Start of PAGE

Respect the Speed Limits of Life — Part 2

As a result of a comment regarding a recent post,, I had further thoughts about the practicality of the speed limits of life commitments I’ve made.

A loyal reader and good friend gently reminded me that life is short. To live well, retirement should not be about rigid schedules and productivity expectations.  She advised doing what is possible every day and then carrying over tasks that are not completed without worry or frustration. Her comment caused me to think about the expectations I’ve set and committed to until the end of the year.

To respect the speed limits of life, I decided to use retirement time more effectively by scheduling and allocating time for various activities and tasks.

I realize that I can’t approach every day with a rigid time schedule complete with estimates of how much time I will devote to various activities on the schedule. However, scheduling certain activities gives more time to finish projects, to enjoy hobbies, or to relax. Less time is frittered away.

Creating  definite time slots for various activities  is an old time management technique used during career days to assist with managing priorities.  I am trying to adapt this to managing time in retirement without getting overly rigid about how I spend time.

Speed limits of life -- sample schedule with time slots
Speed limits of life — sample schedule with time slots

When discussing the time management challenges with my friend, I acknowledged that some things would always take precedence.  I won’t compromise on family time or opportunities to spend time with friends.  If my husband proposes an activity or an outing, I will shift my priorities.  If my son, daughter-in-law, or grand-daughter needs a favour, I’ll do my best to be there for them.

Aside from time for family and friends, two key items for most days include writing time and exercise.

Sometimes writing and research for blog posts will take two or three hours.   On other days, writing a journal entry in the morning as I drink my coffee will suffice for my writing commitment. I use my journal to keeping a log of ideas for blog posts which helps with choosing topics when it’s time to do the writing.

End of PAGE
Start of DATASET EXTRACT

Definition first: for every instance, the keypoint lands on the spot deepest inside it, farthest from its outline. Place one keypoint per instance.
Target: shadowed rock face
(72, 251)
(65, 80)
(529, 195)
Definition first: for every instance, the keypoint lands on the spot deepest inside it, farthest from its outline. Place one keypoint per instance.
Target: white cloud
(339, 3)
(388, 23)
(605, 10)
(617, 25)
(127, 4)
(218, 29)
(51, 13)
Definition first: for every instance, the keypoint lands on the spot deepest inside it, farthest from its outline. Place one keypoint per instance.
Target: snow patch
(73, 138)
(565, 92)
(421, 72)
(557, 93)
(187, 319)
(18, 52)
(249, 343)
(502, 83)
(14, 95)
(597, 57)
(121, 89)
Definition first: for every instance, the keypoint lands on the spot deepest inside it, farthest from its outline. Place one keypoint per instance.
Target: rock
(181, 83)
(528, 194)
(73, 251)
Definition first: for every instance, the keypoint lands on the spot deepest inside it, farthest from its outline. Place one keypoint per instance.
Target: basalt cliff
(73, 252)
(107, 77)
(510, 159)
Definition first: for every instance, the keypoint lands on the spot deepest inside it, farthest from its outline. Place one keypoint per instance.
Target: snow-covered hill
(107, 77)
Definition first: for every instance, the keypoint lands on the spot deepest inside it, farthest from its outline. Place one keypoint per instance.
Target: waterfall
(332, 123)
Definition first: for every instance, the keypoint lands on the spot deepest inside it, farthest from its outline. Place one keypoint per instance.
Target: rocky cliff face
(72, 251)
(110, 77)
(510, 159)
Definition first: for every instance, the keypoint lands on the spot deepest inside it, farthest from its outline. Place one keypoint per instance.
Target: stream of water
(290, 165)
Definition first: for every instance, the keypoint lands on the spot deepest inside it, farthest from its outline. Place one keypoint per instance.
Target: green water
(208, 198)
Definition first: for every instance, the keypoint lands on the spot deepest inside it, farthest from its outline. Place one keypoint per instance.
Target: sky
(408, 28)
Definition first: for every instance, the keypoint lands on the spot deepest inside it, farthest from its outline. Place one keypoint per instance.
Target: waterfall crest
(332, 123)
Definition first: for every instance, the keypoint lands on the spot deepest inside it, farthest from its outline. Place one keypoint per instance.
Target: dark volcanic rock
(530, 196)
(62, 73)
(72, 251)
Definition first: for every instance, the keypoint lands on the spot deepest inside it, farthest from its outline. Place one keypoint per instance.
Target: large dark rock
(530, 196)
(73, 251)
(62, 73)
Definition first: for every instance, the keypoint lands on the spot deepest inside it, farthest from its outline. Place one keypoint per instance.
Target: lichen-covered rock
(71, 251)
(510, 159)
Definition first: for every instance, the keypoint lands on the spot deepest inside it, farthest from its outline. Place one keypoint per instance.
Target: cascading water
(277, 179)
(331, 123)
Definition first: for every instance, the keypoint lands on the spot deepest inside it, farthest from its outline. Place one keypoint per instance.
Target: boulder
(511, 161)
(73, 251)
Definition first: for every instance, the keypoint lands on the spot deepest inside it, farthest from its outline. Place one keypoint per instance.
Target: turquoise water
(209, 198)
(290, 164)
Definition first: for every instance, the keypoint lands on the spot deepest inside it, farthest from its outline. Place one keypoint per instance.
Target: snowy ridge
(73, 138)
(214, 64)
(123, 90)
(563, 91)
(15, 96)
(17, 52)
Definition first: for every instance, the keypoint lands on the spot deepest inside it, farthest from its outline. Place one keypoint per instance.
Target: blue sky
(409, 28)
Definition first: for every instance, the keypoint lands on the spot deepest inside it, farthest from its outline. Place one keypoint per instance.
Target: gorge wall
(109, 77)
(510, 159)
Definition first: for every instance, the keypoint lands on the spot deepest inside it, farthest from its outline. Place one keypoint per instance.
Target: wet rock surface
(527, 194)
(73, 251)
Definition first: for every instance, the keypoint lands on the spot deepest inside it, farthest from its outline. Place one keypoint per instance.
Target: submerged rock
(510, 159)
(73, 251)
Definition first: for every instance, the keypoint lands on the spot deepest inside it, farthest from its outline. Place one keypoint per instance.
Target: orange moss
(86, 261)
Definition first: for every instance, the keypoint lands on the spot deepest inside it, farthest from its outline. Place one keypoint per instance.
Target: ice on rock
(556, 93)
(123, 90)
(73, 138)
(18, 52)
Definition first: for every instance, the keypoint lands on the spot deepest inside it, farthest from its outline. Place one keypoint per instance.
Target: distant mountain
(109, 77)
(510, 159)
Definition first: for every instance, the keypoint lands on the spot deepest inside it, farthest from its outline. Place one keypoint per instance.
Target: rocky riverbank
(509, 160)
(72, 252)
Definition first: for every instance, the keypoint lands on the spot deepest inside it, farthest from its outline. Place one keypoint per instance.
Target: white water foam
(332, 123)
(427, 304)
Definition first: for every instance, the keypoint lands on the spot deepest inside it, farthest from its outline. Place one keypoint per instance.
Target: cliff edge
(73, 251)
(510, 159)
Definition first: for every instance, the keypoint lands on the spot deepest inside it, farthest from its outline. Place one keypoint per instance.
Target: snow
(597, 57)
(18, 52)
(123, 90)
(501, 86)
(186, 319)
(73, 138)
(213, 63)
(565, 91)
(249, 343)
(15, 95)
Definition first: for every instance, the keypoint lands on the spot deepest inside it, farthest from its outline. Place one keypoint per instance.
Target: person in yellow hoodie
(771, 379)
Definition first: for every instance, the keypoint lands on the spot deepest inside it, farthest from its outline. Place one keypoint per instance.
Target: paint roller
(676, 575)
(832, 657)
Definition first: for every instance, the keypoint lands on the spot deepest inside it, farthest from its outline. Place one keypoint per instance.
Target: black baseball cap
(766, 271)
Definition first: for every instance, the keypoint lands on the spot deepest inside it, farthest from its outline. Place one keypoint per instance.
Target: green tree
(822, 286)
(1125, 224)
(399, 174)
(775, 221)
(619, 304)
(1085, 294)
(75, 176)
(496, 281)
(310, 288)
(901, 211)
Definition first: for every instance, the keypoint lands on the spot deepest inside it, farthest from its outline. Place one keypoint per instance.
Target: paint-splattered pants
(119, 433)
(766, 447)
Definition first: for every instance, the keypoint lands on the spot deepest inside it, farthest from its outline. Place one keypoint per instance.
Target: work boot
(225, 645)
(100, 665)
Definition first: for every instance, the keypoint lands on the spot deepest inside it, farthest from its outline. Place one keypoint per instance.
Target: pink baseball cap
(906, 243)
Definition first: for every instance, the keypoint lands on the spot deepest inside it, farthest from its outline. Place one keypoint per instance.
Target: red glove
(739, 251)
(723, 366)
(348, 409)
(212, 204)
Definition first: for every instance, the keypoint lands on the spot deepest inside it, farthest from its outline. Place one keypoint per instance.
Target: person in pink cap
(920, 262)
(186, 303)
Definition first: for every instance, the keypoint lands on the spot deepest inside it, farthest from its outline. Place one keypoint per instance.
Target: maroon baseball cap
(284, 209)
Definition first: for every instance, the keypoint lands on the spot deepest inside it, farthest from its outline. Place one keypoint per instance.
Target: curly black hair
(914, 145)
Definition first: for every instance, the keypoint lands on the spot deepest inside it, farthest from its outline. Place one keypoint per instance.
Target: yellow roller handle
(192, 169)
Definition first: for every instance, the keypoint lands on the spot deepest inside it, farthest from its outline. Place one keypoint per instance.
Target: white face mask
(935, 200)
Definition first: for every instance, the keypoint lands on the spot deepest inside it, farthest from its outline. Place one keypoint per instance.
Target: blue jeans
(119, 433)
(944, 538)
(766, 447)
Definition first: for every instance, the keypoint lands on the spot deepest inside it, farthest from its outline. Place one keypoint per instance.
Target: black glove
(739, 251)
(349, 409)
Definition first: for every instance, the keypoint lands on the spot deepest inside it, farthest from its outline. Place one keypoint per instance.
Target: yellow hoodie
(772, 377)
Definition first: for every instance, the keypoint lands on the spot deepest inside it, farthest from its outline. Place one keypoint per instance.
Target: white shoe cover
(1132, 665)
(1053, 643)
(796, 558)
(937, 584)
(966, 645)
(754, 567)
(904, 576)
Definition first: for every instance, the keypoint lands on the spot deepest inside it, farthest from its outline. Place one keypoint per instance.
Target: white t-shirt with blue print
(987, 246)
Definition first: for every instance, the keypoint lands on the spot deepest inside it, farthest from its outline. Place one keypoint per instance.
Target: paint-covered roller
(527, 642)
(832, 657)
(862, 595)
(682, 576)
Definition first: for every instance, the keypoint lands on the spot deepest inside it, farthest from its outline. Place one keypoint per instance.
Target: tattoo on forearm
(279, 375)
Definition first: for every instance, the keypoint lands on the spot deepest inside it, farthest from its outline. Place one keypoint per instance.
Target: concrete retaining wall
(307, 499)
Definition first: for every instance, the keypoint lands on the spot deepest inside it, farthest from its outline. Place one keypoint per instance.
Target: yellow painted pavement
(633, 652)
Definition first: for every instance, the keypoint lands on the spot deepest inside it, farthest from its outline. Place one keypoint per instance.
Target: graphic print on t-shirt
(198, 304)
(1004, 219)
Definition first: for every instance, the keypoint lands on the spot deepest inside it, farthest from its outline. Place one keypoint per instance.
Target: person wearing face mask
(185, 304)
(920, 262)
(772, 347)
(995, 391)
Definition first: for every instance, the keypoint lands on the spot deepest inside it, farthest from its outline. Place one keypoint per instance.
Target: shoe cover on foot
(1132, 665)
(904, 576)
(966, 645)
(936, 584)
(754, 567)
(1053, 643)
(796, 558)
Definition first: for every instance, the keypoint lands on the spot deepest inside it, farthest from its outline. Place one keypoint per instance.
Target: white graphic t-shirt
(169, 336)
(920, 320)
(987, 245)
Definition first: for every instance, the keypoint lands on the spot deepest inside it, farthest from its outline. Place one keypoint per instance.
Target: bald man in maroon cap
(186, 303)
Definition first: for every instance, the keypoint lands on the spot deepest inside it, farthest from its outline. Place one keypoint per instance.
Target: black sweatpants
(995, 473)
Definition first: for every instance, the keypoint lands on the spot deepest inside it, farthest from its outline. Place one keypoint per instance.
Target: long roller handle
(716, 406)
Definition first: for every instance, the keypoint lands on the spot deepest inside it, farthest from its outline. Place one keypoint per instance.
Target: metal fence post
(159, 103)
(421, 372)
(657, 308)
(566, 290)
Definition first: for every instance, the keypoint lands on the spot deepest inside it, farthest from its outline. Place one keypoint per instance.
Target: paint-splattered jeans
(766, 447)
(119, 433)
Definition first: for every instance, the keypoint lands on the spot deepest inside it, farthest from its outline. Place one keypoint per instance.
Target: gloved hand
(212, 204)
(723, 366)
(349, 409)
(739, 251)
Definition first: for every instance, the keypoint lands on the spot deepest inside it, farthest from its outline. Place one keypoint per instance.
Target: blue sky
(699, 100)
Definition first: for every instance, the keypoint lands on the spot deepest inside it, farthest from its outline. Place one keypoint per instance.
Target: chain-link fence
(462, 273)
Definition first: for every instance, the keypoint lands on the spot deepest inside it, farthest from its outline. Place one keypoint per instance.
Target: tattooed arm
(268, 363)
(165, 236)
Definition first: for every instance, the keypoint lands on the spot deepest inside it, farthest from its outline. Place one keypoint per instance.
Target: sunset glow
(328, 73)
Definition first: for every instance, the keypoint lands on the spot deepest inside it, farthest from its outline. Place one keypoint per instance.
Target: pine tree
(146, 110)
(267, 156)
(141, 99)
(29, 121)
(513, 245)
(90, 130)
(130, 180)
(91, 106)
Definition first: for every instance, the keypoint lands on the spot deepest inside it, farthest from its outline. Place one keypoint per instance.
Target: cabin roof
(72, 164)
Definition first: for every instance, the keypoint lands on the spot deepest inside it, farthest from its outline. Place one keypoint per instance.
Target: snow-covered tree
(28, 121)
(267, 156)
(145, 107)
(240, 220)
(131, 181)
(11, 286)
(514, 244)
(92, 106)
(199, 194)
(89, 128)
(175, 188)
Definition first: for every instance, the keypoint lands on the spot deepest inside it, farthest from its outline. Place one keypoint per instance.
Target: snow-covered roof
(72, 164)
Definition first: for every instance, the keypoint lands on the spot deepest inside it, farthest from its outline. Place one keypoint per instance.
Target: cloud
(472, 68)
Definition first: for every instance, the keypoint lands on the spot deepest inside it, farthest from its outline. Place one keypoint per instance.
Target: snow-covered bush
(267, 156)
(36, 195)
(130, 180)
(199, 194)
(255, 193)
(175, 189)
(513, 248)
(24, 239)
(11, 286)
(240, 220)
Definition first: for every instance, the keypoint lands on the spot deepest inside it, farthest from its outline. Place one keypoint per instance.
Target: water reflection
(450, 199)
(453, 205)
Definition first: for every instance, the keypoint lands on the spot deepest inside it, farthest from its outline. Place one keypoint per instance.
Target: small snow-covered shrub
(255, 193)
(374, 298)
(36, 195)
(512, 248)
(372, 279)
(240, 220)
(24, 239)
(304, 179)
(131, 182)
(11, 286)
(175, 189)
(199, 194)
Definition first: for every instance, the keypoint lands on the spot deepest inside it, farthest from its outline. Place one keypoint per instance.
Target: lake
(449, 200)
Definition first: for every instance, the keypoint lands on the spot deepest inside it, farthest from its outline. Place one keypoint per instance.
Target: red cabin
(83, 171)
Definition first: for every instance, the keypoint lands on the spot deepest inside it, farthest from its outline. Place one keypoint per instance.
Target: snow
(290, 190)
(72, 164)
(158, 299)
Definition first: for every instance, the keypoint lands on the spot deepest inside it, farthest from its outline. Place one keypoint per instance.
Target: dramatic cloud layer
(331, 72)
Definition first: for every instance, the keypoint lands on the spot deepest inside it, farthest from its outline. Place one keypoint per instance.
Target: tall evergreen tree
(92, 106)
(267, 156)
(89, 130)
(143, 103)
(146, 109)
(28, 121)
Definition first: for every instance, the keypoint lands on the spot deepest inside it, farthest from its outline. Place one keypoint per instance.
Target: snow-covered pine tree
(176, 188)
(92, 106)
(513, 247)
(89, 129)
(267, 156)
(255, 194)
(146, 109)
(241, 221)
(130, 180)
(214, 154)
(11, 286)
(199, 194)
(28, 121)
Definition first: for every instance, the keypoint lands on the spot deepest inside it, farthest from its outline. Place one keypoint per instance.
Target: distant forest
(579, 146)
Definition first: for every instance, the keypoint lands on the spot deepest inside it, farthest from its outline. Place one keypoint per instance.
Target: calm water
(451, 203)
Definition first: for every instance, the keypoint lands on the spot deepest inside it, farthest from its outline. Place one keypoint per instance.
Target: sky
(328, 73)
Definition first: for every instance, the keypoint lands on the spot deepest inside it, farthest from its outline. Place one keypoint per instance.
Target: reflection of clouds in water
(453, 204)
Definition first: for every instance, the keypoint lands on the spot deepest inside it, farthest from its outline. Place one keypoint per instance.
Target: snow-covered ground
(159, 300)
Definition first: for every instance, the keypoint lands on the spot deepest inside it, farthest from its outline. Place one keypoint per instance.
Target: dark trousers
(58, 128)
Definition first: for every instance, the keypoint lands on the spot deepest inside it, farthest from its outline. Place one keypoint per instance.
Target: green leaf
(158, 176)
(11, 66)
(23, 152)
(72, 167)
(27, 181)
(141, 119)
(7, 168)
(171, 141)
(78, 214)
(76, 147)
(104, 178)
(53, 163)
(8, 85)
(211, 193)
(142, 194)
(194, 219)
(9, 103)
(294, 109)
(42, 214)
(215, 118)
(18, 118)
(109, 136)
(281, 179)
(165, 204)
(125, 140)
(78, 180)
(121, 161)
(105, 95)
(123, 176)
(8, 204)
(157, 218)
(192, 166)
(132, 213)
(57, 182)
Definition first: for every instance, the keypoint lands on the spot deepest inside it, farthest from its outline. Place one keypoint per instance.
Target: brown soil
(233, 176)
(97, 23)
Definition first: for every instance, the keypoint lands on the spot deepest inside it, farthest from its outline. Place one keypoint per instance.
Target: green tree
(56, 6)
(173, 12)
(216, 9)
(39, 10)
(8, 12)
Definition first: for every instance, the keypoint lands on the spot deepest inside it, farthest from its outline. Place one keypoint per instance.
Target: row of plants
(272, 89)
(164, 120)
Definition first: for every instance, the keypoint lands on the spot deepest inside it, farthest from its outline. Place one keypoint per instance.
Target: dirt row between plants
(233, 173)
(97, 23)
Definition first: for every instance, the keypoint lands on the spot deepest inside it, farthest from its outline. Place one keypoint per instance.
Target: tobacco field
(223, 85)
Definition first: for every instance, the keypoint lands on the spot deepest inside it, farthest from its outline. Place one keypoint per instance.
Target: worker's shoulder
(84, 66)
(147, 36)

End of DATASET EXTRACT

» TASK DESCRIPTION:
Answer these questions using the post on the speed limits of life:
1. What did the friend advise doing with tasks that are not completed?
2. Besides time for family and friends, what two key items does the writer include on most days?
3. What does the writer keep a log of in the journal?

» EXERCISE RESPONSE:
1. Carry them over without worry or frustration.
2. Writing time and exercise.
3. Ideas for blog posts.